- _Assignment A_
According to the editorial on the civil servants' bonus deal, when will the education sector receive its 13th cheques?
- _Assignment B_
Continue the editorial on the civil servants' bonus deal from its final sentence.

- _Excerpt to read_
- Opening Delimiter -
EDITORIAL COMMENT: Civil servants’ bonus breakthrough welcome Minister Prisca Mupfumira
Minister Prisca Mupfumira

Minister Prisca Mupfumira

After months of halting negotiations and the tabling by the Government of rare, in-kind payment proposals for civil servants’ 2016 annual bonuses the employer and its workers yesterday struck an agreement.

It is an inspiring agreement that we hope will engender more labour stability in future in the public service. Civil servants immediately welcomed the deal which will see the Government paying them their bonuses on a staggered basis between April and August.  Junior doctors who had been on strike over the past few weeks were encouraged by the bonus deal, in addition to a few other concessions they managed to extract from the Government on Friday, to return to work. The doctors were pressing for higher allowances, a review of a vehicle loan scheme for them and guarantees that more of their colleagues would secure jobs in the public sector.

In the Friday agreement, the Government agreed to increase junior doctors’ on-call allowances from $288 per month to $360 per month. It also increased the night duty allowance from $50 to $91 on a sliding scale. A duty-free incentive for junior doctors’ vehicles was replaced by an employer assisted car loan scheme. The Government has also availed 250 posts for junior doctors.

Labour unrest is always counterproductive whether it occurs in the private or public sector.  It wastes time, it creates unnecessary acrimony.  In some cases it may lead to avoidable suffering and death.  No government can run when its workers lack motivation to implement its programmes and projects.  There can be no worse time for strikes, go-slows and other industrial action than now when the Government is fighting to revive the economy.

Minister of Public Service, Labour and Social Welfare Prisca Mupfumira, her finance and health counterparts Patrick Chinamasa and David Parirenyatwa respectively met civil servants leaders in Harare yesterday and reached the agreement.  Also attending was Reserve Bank of Zimbabwe Governor Dr John Mangudya.

The Zimbabwe National Army, Air Force of Zimbabwe and the health sector will be paid next month, while police and Zimbabwe Prisons and Correctional Services will get their delayed bonuses in May.  The education sector will get their 13th cheques in June and the rest of the civil service in August.

“I am glad to report that after deliberations we have finally come up with an agreed position where we are going to be paying our civil servants their bonuses in a staggered form. The money will be paid beginning end of April, May, June and August.  We have discussed and agreed. It’s feasible to give them in August and not July. The issue is we have agreed on a position and we are going to be making our payments,” said Minister Mupfumira.

Civil servants are predictably over the moon.
- Closing Delimiter -
- _Material shown_
- Opening Delimiter -
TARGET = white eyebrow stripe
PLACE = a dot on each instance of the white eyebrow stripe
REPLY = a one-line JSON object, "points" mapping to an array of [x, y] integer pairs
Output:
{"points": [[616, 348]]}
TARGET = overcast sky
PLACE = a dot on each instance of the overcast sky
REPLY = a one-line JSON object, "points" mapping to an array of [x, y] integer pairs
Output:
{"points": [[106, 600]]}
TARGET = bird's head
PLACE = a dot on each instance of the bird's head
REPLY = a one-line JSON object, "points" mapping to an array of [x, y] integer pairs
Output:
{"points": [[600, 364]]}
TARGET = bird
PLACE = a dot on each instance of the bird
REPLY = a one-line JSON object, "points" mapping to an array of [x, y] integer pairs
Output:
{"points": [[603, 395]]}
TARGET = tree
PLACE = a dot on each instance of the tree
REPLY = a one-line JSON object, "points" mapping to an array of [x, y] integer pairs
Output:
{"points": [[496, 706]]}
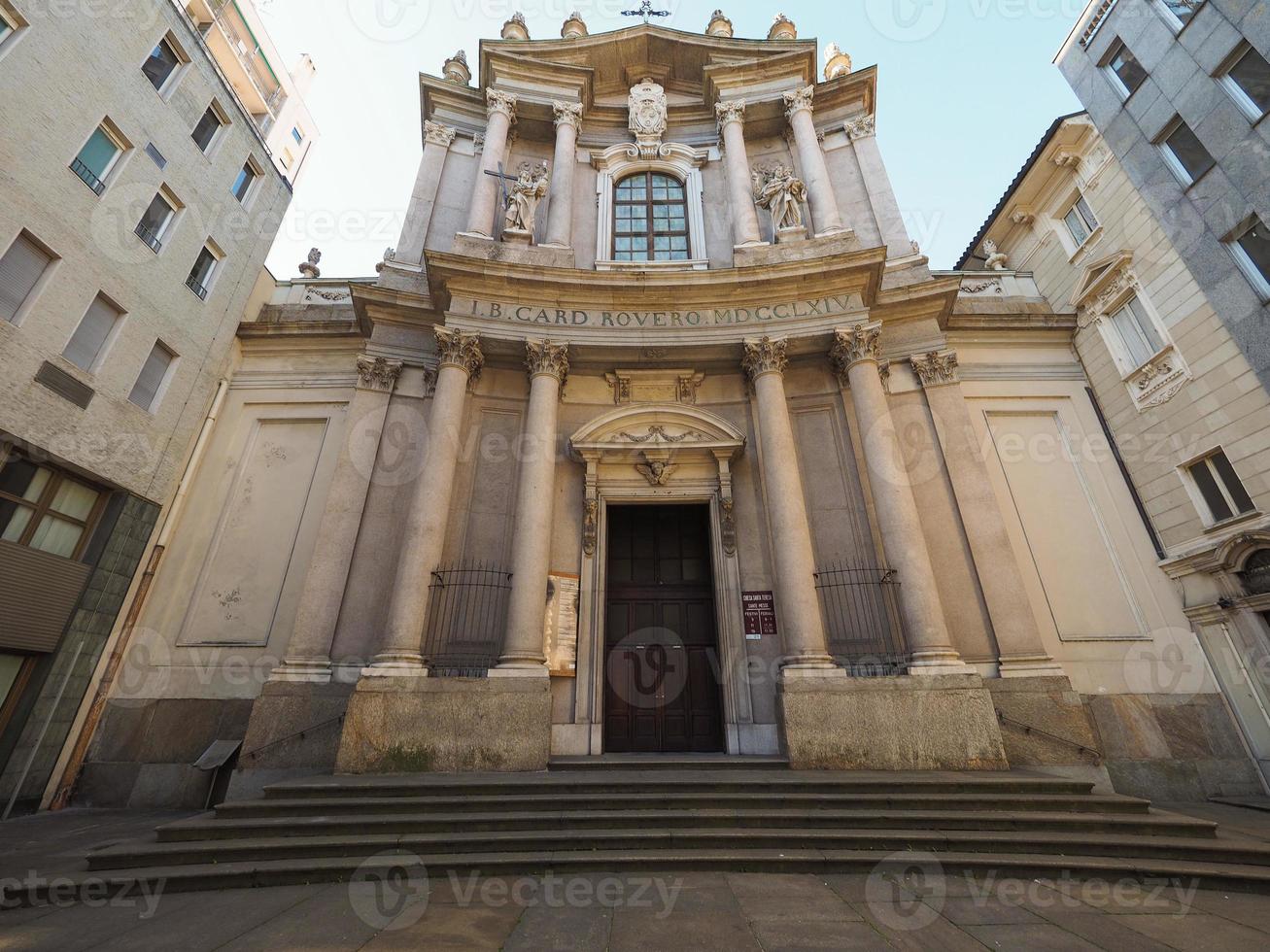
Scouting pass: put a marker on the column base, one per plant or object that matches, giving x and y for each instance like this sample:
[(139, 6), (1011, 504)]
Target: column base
- Closing Delimiter -
- _Reply A_
In June.

- _Reply B_
“We’ve agreed to the Government’s proposal to pay the civil servants bonuses in cash. Although staggered, this is a welcome development. We’re happy that the issue has been finalised.  We’re also glad that all civil servants will be paid in uniformity, instead of cash for some and stands for others. We commend the Government for considering the welfare of its workers,” said Apex Council chairperson Mrs Cecilia Alexander.

The deal came after the meeting held in January when the Government came up with three really innovative proposals to pay the bonuses.  The employer suggested to pay them through residential stands, a cash stipend coupled with non-monetary benefits or property investment bonds.  Civil servants flatly rejected the proposals insisting that they wanted cash.

These suggestions were floated as a way to circumvent the financial constraints the Government is facing.  While some found the in-kind proposals strange, what we learn from them is the ever-present commitment by the employer to meet its obligations to its workers.  At the same time, we learn the difficulties the Government is facing in not only delivering a number of other services, but also in paying its workers amid the economic challenges.

One could not miss the commitment the Government has in upholding the welfare of its workers.  Thus, we commend the Government for that and urge other employers to always put the welfare of their employees first.  This message is very important at this time in our history when the economy is not performing well and when some employers, particularly in the private sector are taking advantage of the difficulties to pay their workers slave wages while the bosses enjoy hefty packages.

Having said this, we demand that civil servants work harder wherever they are deployed, always appreciating that the Government has their welfare at heart.  The public expect proper services when they visit a hospital, a police station, a school or any government office.  They don’t expect to be welcomed by jacket-wearing chairs.  They don’t expect to be serviced by aloof civil servants who keep them waiting in queues forever.